Selected text:
In this paper, Census transform is used to calculate the cost function for both left and right images. We use a simple Census window pattern for the smooth regions to reduce the computational complexity and use a more complex pattern for the non-uniform regions which usually contain edges and object boundaries. The adaptive Census window patterns are shown in Fig. 5 where the selected positions are denoted by black pixels.

Fig. 5
figure 5

Census window patterns: a \(\hbox {P}_{1}\) for uniform regions, and b \(\hbox {P}_{2}\) non-uniform regions

The black pixels shown in Fig. 5 are used in a symmetric way to generate the binary bit-pattern. Therefore, only half of the pixels are directly engaged in the computation process. The other half of pixel values are symmetrically copied using the pre-calculated data. Figure 6 shows the center-symmetric window pattern of \(P_1\). Similarly, the binary bit-pattern of \(P_2\) pattern is symmetrically obtained. For the pixel \(I_c \left( {x,y} \right) ,\) the Census transform is calculated using Eq. (4)

Jobs:
[A] Answer these questions using the Census transform excerpt, one per line:
(i) What kind of Census window pattern is used for smooth regions?
(ii) How are the selected positions marked in Fig. 5?
(iii) What share of the pixels is directly engaged in the computation process?
[B] Copy the part of the Census transform excerpt that opens with the words containing "Census window patterns: a" and closes with "using Eq. (4)".
The data that comes after the Census transform excerpt plays no role here.

Collected material:
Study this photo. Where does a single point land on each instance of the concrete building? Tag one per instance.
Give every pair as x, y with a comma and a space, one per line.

Task responses:
[A]
(i) A simple pattern, to reduce the computational complexity.
(ii) By black pixels.
(iii) Half of the pixels.

[B]
Census window patterns: a \(\hbox {P}_{1}\) for uniform regions, and b \(\hbox {P}_{2}\) non-uniform regions

The black pixels shown in Fig. 5 are used in a symmetric way to generate the binary bit-pattern. Therefore, only half of the pixels are directly engaged in the computation process. The other half of pixel values are symmetrically copied using the pre-calculated data. Figure 6 shows the center-symmetric window pattern of \(P_1\). Similarly, the binary bit-pattern of \(P_2\) pattern is symmetrically obtained. For the pixel \(I_c \left( {x,y} \right) ,\) the Census transform is calculated using Eq. (4)